- [Text shown]:
* Begin *

No such message was sent by this latest ethics shrug from the bench. In the long run, the deep state’s plot worked. Trump’s Presidency was kneecapped; he was defeated for re-election. The news media used the collusion accusation to fill news broadcasts and front pages for years with false innuendo that the President had stolen the election by employing the aid of a hostile power. Revelations of how partisan and corrupt the Justice Department’s efforts were received a fraction of the coverage. A large majority of Democrats still believe the false narrative that Clinesmith facilitated.
Just as Clinesmith’s excuse for changing the email rminded me of Dan Rather, his sentence reminded me of the fictional scene in “Mississippi Burning,” where a local judge, which noting that the men who had pleaded guilty to involvement in the killing of civil rights workers had done “wrong,” lets them off with time served. They grin widely and leave court as heroes.
After all, it worked.
11 thoughts on “Once Again, Unethical Sentencing Using “He’s Suffered Enough”: That’s Not The Message That Needed To Be Sent”

* End *

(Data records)
* Begin *

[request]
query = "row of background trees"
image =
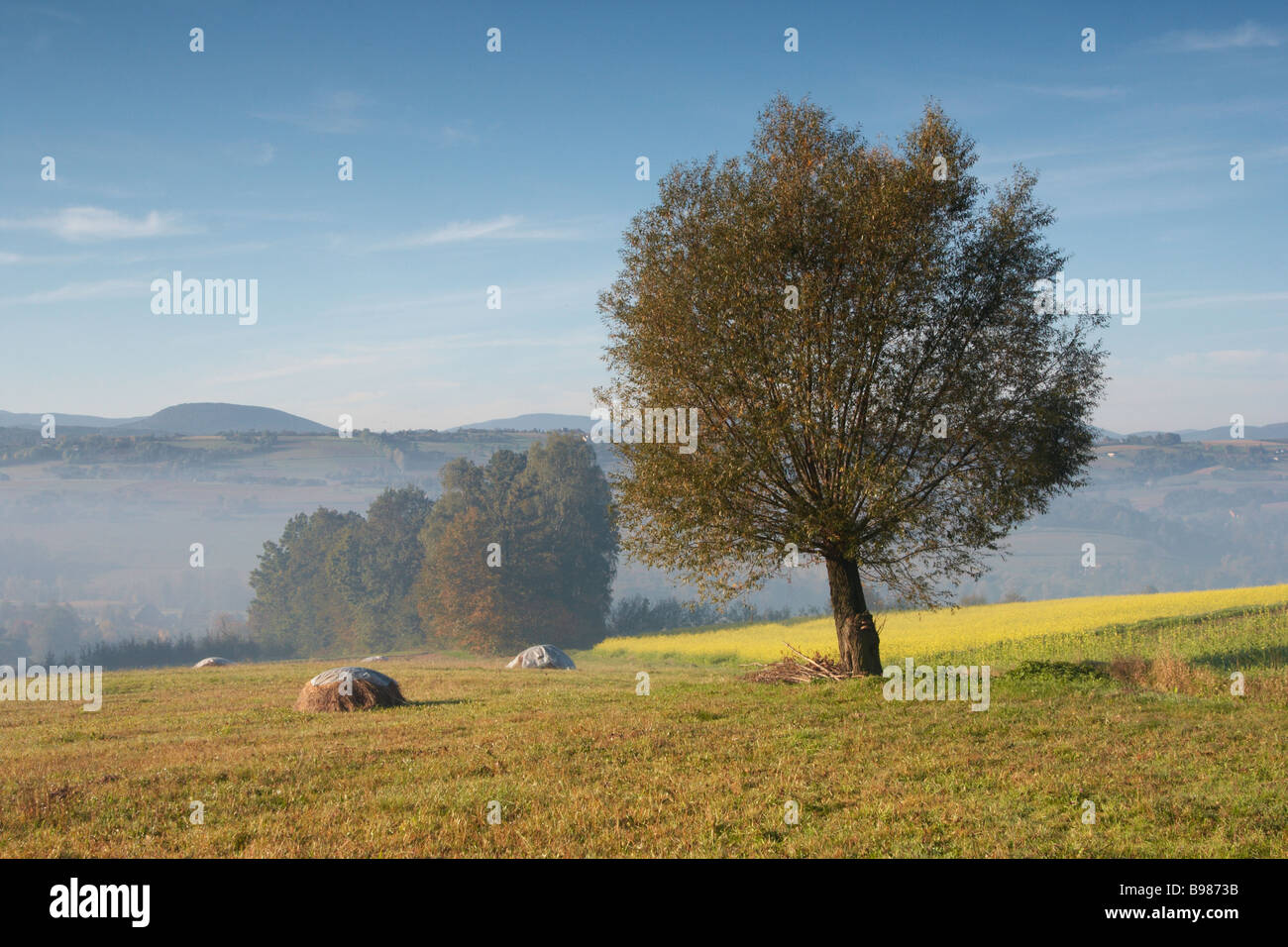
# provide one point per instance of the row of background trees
(516, 552)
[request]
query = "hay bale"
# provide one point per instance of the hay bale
(213, 663)
(544, 656)
(349, 688)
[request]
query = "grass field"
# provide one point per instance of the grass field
(925, 634)
(702, 766)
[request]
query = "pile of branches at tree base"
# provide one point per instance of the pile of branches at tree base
(802, 669)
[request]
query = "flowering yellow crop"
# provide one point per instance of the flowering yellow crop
(923, 633)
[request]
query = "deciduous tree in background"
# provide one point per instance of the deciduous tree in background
(550, 515)
(857, 328)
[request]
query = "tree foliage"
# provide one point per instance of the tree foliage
(914, 317)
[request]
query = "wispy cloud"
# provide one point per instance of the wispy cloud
(320, 364)
(505, 227)
(335, 114)
(78, 224)
(1247, 35)
(82, 291)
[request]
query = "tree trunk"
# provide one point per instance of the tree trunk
(855, 631)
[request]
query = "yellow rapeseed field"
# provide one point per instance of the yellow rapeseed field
(925, 633)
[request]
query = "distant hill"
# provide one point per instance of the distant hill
(533, 423)
(1252, 432)
(214, 418)
(198, 418)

* End *

- [Directions]:
1. Answer these questions using the text on Clinesmith's sentencing:
(a) What happened to Trump when he ran for re-election?
(b) Which film does the text cite for its fictional courtroom scene?
(c) How do the men in that scene leave court?
2. Translate this sentence from the text on Clinesmith's sentencing into Spanish: "They grin widely and leave court as heroes."

- [The answers]:
1.
(a) He was defeated.
(b) "Mississippi Burning."
(c) They grin widely and leave court as heroes.

2. Sonríen ampliamente y salen del tribunal como héroes.